*** Data extract Section Begins ***

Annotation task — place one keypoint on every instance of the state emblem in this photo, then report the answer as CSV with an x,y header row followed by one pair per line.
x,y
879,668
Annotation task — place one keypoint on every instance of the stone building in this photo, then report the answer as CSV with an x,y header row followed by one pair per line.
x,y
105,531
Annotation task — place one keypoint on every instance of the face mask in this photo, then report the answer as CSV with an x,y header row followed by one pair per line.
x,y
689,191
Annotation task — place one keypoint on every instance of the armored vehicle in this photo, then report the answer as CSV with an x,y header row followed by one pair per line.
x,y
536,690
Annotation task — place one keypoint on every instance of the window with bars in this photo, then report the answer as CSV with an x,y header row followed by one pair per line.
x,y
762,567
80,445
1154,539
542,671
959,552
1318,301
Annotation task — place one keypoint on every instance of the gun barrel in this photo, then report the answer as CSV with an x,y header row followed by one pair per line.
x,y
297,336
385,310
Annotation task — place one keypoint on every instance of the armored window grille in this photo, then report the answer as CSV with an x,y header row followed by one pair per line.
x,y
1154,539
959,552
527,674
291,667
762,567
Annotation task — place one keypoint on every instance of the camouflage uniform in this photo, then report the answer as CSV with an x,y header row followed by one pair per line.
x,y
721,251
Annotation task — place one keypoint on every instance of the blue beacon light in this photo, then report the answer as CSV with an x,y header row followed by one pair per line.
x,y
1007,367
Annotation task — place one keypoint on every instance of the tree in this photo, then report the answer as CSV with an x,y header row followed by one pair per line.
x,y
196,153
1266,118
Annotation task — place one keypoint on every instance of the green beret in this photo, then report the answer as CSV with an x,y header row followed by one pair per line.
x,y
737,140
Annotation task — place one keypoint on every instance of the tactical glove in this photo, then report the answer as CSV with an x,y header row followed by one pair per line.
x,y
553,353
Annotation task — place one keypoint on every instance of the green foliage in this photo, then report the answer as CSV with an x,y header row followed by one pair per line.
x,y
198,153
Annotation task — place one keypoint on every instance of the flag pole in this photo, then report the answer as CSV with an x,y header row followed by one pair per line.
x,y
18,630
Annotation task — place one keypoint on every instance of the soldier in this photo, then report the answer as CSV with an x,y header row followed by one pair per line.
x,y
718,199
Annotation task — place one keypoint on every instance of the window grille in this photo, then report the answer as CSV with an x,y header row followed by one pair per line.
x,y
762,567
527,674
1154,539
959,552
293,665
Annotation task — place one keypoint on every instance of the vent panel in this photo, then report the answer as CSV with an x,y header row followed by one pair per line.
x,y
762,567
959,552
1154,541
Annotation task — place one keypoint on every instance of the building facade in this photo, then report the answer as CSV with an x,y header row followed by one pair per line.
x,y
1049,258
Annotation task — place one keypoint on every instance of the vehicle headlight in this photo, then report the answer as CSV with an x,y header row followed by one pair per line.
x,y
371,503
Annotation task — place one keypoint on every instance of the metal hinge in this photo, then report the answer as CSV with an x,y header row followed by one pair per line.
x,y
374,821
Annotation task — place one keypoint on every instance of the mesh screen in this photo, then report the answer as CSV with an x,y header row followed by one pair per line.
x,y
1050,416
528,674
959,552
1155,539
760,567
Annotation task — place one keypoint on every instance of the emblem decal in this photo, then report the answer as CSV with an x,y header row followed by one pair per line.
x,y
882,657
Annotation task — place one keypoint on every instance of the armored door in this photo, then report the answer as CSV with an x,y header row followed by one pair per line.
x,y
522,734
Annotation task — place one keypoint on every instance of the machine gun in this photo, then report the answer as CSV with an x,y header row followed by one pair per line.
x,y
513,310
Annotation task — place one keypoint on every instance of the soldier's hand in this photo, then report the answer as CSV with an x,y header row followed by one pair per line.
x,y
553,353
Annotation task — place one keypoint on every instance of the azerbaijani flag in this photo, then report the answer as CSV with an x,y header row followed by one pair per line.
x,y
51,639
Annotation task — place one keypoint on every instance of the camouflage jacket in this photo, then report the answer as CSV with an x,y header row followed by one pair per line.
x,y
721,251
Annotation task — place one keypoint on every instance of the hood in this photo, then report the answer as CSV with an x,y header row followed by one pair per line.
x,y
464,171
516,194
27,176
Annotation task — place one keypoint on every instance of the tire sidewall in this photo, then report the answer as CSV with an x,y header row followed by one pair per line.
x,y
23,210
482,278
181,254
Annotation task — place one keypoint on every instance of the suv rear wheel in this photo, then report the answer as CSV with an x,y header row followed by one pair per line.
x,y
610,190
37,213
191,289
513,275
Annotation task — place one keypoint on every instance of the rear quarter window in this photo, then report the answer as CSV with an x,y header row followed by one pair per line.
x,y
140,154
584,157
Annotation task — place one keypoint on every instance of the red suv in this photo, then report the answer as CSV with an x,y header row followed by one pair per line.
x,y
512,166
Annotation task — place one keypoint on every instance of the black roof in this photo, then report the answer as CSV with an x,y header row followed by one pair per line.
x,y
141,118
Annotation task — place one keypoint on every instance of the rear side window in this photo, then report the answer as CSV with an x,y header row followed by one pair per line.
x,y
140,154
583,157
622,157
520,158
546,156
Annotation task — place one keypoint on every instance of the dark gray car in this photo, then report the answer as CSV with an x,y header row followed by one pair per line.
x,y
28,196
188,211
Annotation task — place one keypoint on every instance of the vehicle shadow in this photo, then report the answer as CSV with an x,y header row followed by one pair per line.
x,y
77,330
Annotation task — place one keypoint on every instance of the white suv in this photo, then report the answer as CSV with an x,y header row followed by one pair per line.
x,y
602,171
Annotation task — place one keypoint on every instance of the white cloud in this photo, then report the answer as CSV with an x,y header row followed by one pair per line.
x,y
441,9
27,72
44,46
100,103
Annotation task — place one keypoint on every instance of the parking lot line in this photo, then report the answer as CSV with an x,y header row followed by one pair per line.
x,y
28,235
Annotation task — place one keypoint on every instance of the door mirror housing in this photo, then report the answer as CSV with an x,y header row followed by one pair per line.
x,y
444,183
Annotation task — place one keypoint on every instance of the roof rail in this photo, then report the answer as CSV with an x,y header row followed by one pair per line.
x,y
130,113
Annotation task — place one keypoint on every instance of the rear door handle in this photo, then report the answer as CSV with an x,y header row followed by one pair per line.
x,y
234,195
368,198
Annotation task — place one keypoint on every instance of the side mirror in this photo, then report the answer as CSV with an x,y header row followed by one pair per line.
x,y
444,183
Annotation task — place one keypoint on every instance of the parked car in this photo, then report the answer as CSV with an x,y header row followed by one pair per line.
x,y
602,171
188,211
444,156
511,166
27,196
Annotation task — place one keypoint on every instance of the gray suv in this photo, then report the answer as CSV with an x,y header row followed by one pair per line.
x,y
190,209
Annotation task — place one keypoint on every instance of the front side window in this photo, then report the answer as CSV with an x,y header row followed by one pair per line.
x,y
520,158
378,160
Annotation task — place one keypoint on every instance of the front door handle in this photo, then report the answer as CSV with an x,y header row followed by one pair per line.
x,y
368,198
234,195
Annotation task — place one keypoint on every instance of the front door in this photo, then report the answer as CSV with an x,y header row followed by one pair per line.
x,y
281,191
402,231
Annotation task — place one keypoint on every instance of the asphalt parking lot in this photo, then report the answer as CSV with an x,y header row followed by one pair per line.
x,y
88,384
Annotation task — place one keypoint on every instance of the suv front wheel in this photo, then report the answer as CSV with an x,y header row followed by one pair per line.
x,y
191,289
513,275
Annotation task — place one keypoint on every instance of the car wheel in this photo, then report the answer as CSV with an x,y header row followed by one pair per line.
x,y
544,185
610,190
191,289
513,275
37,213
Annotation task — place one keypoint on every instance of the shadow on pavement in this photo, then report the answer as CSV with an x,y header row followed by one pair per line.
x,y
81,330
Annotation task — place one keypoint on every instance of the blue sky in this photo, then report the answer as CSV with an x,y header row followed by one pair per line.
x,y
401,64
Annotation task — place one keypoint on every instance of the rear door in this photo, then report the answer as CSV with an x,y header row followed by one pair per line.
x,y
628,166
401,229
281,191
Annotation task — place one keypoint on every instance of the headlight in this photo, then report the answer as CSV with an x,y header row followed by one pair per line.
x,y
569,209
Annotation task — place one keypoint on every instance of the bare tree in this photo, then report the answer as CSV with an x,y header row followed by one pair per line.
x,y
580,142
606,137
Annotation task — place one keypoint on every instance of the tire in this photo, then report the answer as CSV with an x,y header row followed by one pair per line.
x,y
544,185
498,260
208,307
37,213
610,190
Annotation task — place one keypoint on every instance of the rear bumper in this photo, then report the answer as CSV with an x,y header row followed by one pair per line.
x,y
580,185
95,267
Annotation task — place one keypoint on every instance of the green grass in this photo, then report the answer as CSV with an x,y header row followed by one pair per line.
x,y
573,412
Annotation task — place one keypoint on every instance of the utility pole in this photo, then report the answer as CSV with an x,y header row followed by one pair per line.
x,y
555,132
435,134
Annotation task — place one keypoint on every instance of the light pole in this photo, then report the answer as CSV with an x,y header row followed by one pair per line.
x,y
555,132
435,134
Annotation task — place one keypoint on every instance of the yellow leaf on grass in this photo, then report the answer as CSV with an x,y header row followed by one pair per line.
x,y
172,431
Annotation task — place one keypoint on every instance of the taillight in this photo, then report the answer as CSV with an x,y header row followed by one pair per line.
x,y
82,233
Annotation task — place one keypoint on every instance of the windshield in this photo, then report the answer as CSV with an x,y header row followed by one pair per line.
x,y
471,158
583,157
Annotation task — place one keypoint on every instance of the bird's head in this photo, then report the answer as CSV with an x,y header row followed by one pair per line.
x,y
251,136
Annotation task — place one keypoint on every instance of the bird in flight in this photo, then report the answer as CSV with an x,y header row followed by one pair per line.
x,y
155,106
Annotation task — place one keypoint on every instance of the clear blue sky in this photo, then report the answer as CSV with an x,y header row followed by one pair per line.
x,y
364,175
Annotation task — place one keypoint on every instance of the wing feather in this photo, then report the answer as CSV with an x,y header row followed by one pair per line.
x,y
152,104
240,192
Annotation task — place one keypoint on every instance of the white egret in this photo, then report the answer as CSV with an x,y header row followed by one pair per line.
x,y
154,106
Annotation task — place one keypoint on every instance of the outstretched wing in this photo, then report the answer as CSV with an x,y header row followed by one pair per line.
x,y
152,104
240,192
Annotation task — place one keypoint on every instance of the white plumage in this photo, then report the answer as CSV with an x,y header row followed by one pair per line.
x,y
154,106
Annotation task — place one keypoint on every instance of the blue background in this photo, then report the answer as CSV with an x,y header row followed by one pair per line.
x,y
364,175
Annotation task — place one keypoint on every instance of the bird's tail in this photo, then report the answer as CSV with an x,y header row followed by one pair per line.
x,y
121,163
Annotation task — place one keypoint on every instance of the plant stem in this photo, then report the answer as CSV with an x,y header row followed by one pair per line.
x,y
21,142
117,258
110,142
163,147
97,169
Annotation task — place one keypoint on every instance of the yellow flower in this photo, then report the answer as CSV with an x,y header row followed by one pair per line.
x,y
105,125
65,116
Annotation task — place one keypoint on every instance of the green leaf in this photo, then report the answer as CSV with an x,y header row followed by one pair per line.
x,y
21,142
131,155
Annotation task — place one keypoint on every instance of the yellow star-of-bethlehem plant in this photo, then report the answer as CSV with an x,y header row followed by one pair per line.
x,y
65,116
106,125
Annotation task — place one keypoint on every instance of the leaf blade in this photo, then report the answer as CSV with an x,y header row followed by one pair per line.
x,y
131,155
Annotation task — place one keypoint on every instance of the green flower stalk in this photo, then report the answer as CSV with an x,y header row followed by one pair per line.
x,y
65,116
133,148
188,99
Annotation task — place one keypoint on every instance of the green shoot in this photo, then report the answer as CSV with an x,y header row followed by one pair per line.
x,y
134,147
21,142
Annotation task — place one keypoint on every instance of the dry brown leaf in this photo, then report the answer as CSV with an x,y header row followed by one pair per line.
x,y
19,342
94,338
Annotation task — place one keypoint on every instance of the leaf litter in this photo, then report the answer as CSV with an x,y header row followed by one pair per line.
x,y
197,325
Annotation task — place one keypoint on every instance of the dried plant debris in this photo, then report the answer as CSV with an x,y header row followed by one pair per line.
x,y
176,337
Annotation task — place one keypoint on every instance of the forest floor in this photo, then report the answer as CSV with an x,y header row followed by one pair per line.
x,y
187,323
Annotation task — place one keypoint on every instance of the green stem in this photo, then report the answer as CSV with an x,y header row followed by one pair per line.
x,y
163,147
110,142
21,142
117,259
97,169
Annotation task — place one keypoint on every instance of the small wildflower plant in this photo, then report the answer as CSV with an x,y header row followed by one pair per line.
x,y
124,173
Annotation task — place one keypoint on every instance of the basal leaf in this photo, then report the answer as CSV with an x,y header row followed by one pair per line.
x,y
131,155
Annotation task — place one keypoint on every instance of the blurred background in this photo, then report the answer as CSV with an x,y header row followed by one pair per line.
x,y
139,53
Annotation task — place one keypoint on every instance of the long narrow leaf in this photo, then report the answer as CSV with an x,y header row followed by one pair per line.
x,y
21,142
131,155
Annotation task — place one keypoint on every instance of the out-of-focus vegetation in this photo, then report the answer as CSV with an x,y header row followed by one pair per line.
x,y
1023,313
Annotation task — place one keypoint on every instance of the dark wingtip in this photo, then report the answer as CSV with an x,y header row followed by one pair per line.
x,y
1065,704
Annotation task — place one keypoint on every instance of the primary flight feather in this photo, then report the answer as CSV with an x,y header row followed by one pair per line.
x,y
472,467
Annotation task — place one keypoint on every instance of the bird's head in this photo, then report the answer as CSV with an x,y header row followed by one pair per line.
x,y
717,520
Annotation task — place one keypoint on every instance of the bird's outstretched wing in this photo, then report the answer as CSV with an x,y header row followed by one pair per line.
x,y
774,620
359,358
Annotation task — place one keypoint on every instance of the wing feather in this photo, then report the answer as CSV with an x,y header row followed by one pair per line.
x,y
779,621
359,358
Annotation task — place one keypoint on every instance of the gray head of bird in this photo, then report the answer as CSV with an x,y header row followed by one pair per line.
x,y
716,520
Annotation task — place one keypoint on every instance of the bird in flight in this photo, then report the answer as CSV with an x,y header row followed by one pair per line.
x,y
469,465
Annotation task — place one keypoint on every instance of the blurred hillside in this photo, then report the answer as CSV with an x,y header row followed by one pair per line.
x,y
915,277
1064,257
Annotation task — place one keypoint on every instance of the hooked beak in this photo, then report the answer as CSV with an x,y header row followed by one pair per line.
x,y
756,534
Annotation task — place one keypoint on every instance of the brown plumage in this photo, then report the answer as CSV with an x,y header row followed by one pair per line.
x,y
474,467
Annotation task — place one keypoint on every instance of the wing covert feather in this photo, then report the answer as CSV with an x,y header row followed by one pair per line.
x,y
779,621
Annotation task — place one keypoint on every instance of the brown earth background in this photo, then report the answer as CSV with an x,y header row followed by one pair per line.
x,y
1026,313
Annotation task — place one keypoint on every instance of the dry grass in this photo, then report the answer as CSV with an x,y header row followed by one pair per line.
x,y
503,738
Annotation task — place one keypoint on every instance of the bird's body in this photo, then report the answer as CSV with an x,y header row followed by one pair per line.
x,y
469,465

*** Data extract Section Ends ***

• **Work item**: Give back exactly the lines that run from the line with "the brown earth" through the close of the material, counting both ends, and nothing more.

• **Result of the task**:
Annotation task — place one keypoint on every instance of the brown earth background in this photo, then report the answer as CSV with an x,y header row followed by one pair per line.
x,y
1026,313
Annotation task — place one keypoint on every instance of the dry grass in this photo, then report the answer as CSV with an x,y header row followed by one pair per line.
x,y
503,738
Annotation task — place one keypoint on every instance of the bird's body in this photo, then report the answer as CSV with an x,y header row followed by one pair per line.
x,y
469,465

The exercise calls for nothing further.